Start of The input

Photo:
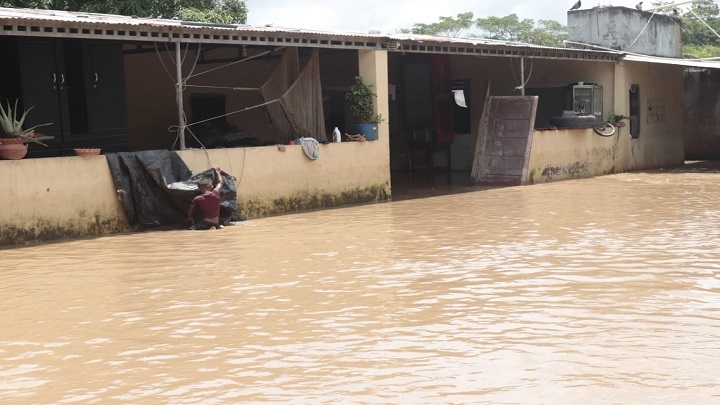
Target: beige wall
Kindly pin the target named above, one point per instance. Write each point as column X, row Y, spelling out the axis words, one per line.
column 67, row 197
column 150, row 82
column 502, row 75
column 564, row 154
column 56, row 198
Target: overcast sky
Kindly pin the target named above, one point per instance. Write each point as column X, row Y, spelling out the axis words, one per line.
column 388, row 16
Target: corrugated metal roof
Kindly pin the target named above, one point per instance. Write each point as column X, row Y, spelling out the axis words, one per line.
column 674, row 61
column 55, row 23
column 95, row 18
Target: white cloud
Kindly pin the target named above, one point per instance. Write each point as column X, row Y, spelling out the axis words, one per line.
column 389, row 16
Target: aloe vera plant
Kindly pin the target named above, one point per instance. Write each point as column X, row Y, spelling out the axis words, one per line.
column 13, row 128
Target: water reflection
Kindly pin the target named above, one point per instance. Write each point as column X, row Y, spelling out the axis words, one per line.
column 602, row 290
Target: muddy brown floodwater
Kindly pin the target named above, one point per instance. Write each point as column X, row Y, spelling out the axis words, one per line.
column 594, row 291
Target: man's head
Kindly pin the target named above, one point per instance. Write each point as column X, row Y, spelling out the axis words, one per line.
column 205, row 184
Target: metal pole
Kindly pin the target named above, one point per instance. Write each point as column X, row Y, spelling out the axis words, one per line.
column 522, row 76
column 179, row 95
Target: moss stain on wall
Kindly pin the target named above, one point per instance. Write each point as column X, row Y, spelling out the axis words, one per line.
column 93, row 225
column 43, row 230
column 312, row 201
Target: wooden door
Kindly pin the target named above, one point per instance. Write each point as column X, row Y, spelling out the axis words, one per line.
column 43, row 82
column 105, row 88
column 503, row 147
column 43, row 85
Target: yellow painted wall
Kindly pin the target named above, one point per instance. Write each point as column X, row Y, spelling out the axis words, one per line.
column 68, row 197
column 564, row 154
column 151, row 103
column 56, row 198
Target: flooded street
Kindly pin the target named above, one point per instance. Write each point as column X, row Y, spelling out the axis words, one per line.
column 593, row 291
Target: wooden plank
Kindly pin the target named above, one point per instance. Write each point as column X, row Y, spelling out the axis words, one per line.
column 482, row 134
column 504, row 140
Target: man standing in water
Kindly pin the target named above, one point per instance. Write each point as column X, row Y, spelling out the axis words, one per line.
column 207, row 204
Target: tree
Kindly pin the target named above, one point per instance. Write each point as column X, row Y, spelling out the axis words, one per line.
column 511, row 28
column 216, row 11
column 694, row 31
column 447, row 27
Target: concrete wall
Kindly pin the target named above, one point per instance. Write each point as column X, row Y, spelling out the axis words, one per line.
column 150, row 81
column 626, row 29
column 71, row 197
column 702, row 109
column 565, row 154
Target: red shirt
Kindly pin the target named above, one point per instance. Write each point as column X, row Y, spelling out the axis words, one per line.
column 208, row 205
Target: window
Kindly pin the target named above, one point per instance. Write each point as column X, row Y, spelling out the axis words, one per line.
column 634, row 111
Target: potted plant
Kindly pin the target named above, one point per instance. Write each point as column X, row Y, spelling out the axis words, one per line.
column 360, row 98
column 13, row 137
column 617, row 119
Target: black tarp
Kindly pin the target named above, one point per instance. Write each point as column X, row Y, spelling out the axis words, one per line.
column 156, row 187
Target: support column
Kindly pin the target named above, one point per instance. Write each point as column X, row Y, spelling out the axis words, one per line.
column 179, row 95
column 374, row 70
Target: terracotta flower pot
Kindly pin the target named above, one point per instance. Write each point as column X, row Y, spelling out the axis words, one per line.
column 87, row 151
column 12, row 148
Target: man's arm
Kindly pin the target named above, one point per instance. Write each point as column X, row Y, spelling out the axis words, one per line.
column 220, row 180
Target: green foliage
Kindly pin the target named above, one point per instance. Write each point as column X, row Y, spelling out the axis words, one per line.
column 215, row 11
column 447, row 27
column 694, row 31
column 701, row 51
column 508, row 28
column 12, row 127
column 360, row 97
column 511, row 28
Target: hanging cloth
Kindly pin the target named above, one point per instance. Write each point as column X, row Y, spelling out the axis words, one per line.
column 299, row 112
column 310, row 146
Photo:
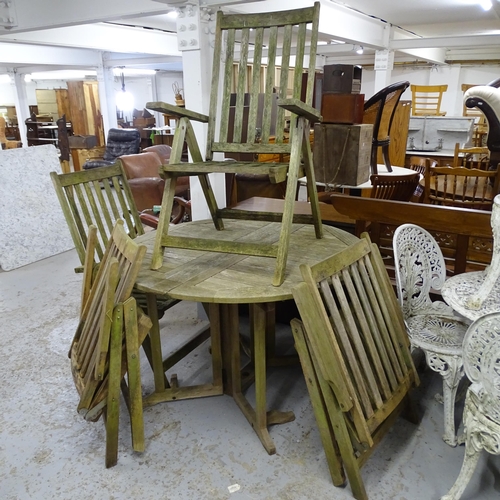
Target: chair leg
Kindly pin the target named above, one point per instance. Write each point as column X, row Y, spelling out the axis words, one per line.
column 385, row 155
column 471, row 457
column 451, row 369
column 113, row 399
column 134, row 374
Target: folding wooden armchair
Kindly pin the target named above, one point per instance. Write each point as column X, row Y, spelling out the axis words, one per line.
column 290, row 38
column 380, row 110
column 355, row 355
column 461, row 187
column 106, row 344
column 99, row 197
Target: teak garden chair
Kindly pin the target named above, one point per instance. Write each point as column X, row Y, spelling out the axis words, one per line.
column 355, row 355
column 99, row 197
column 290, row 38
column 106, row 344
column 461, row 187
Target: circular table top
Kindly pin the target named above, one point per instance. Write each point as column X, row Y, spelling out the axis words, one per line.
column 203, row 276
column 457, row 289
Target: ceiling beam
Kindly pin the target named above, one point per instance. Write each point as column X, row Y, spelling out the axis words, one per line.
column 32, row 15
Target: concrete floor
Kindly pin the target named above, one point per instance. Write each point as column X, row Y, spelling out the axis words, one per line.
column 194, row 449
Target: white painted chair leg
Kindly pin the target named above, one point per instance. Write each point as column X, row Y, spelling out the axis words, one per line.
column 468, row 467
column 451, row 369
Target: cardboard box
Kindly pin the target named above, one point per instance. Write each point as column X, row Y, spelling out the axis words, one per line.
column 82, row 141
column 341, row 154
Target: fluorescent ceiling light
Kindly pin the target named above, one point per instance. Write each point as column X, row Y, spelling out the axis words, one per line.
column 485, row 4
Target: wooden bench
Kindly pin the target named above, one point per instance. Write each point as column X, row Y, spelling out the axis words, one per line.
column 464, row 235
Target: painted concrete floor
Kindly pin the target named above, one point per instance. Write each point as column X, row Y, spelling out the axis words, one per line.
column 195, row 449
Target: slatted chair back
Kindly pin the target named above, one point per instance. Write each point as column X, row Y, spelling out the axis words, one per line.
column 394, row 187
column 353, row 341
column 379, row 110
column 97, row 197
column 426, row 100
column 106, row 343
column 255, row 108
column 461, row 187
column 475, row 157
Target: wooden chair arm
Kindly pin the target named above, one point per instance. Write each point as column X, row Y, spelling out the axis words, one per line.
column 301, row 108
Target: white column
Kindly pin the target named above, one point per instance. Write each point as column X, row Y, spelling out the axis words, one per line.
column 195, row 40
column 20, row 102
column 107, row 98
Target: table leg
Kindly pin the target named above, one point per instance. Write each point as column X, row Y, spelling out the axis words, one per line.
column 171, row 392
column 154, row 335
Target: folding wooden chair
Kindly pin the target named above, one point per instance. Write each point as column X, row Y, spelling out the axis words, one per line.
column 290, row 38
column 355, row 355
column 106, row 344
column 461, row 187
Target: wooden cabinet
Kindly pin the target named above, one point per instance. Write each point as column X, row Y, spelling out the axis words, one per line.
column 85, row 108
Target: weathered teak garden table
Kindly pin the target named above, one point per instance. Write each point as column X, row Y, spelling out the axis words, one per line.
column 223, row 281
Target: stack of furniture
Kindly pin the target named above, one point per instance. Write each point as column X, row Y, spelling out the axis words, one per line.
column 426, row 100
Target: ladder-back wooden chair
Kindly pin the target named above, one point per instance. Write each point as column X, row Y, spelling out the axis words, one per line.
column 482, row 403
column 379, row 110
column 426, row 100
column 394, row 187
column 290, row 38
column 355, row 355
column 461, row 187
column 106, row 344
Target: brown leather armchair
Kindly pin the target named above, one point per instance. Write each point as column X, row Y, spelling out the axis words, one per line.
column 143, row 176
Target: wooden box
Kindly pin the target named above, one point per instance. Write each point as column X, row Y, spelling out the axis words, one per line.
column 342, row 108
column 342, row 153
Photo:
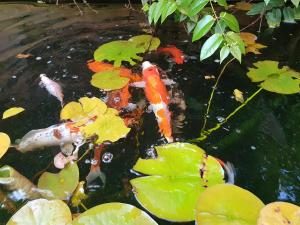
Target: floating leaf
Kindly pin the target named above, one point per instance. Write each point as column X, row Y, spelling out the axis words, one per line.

End of The input

Your objective |
Scan the entries for lines with the string "wooden". Report only how many there are.

Response to this exercise |
9